§ **PROBLEM REQUIREMENTS**
A stretch of the entries below is to be set down exactly, running from the line with "Where can the player hand" through the line with "Where can the muddy", both included, and no other line.

§ **INPUT MATERIAL**
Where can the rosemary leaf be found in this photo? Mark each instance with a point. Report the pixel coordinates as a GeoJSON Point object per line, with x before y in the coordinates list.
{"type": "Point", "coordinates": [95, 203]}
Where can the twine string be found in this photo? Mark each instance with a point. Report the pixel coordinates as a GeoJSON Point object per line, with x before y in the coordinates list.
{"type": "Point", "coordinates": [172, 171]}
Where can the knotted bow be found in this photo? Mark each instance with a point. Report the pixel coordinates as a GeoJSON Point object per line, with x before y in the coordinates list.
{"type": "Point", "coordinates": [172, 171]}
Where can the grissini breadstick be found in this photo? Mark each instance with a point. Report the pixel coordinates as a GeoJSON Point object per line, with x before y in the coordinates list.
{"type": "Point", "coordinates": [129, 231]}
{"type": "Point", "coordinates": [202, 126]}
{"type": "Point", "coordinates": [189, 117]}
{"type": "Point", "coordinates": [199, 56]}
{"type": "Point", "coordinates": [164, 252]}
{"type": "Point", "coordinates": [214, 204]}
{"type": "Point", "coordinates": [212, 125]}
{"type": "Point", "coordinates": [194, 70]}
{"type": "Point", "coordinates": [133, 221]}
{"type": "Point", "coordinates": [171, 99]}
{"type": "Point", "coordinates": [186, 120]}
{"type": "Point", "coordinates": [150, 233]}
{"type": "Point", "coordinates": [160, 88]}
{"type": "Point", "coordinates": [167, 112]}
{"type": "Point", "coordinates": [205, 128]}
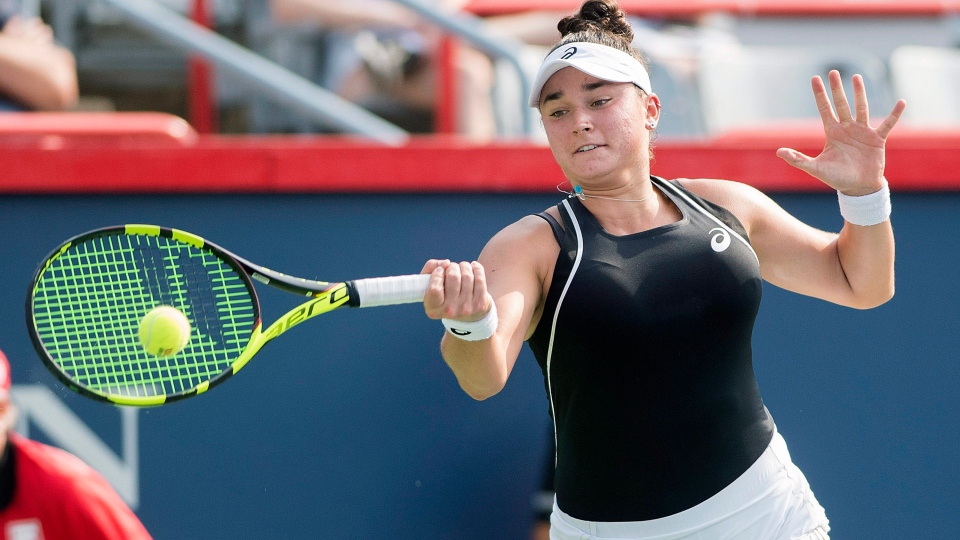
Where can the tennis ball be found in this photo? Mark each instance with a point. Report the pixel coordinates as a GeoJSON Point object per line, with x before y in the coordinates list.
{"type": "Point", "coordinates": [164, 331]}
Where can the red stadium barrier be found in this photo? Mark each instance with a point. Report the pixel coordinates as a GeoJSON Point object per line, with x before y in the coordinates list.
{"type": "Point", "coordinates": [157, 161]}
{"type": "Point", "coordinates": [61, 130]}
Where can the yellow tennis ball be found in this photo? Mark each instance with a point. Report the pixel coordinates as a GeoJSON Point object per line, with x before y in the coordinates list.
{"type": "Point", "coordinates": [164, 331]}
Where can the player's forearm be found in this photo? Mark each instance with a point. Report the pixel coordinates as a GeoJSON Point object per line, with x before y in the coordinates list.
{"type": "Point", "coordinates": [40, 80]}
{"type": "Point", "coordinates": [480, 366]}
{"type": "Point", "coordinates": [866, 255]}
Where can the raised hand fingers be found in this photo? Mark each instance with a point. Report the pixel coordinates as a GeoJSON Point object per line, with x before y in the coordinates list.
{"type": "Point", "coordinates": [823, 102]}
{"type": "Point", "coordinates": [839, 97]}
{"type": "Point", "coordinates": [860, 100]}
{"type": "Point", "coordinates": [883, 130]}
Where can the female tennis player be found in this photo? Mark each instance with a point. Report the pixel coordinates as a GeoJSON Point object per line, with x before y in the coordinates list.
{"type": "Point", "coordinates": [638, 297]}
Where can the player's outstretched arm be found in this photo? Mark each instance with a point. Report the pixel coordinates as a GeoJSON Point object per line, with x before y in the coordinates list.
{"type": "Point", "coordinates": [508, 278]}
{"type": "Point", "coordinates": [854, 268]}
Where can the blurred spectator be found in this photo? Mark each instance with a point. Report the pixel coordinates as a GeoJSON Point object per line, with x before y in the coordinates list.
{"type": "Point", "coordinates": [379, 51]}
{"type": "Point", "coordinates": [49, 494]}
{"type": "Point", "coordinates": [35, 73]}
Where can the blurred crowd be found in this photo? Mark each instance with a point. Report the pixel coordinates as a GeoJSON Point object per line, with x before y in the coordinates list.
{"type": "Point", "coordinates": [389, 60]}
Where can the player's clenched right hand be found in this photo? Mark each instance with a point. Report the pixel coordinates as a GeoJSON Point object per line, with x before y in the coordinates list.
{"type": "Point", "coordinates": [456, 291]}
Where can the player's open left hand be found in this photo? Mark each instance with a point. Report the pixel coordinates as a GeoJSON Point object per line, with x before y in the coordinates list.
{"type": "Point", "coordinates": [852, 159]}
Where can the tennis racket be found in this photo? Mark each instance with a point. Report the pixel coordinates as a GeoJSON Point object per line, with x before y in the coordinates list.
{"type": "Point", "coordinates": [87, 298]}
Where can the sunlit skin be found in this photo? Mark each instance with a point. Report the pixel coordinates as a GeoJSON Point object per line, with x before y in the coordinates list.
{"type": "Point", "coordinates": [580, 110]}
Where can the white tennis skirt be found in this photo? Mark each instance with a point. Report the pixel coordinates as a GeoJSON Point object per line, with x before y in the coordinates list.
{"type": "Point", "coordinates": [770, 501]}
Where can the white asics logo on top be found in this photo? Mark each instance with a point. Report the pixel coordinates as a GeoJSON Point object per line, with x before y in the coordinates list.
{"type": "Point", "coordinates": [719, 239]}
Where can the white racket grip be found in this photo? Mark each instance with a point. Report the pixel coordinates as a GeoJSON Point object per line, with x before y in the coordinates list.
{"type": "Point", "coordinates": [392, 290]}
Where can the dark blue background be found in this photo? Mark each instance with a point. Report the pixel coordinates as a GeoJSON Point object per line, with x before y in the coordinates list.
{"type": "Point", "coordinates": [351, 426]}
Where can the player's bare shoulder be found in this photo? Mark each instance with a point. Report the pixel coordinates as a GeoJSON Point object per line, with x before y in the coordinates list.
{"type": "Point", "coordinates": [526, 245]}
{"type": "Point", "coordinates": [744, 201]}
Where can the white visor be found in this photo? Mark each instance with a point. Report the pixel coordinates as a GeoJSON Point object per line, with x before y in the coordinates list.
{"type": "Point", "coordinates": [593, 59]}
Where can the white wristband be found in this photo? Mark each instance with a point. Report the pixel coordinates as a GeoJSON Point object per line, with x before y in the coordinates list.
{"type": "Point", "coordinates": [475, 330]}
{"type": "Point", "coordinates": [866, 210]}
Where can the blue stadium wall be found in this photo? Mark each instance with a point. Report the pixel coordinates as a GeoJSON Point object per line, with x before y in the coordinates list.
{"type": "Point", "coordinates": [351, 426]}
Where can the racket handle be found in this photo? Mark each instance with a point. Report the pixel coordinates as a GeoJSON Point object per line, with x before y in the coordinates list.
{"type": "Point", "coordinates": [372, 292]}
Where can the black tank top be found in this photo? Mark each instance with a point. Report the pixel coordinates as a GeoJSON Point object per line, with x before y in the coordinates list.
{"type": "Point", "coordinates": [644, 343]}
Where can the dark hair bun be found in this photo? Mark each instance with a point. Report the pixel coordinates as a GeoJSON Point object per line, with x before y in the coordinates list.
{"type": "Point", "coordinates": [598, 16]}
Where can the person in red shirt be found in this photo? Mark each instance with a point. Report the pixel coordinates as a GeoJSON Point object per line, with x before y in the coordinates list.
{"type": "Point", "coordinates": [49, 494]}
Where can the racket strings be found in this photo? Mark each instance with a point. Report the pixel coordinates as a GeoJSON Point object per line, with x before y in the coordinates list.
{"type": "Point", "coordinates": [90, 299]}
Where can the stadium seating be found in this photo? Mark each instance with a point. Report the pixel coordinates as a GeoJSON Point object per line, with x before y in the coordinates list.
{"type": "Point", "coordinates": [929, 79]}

* * *

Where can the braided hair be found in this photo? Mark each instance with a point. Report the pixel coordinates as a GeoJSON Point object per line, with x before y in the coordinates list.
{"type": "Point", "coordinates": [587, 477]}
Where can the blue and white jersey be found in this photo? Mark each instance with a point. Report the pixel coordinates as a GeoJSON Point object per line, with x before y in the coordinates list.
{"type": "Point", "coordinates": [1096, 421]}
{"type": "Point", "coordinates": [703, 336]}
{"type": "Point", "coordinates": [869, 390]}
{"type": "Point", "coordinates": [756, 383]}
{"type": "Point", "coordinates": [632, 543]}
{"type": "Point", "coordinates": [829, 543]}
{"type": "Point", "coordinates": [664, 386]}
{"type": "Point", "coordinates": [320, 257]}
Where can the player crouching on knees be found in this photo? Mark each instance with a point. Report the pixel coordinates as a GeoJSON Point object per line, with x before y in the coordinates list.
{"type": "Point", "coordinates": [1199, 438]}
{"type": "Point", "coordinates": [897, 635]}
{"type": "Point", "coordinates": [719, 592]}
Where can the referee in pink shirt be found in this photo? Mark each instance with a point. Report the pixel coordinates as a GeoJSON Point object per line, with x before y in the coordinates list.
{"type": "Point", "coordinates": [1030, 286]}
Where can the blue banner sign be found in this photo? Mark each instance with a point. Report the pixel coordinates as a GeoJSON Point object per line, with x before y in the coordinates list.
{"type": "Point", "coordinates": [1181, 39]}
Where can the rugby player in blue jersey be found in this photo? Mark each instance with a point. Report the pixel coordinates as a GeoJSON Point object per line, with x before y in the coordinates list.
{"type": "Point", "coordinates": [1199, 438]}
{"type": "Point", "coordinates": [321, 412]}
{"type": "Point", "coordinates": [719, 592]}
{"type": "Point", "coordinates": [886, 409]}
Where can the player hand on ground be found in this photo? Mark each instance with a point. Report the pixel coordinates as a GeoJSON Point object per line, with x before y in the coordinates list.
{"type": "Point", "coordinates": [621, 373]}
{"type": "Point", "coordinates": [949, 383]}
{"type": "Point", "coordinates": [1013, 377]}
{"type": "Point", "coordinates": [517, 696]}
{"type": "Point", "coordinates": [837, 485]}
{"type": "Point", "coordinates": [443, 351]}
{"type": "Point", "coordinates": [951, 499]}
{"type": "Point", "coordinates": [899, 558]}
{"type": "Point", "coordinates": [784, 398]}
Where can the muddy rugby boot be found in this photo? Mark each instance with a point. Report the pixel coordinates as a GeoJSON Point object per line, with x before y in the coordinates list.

§ **TASK RESPONSE**
Where can the player hand on ground be found in this photo? Mark each instance with a point. Report the pixel coordinates as a GeoJSON Point object per line, with x before y in the coordinates list.
{"type": "Point", "coordinates": [621, 373]}
{"type": "Point", "coordinates": [949, 383]}
{"type": "Point", "coordinates": [1013, 377]}
{"type": "Point", "coordinates": [517, 696]}
{"type": "Point", "coordinates": [837, 485]}
{"type": "Point", "coordinates": [443, 351]}
{"type": "Point", "coordinates": [951, 499]}
{"type": "Point", "coordinates": [899, 558]}
{"type": "Point", "coordinates": [784, 398]}
Where can the muddy rugby boot be found in this photo? Mark each instance with a point. Report the pixel coordinates as a GeoJSON Point object per line, with x before y in the coordinates list.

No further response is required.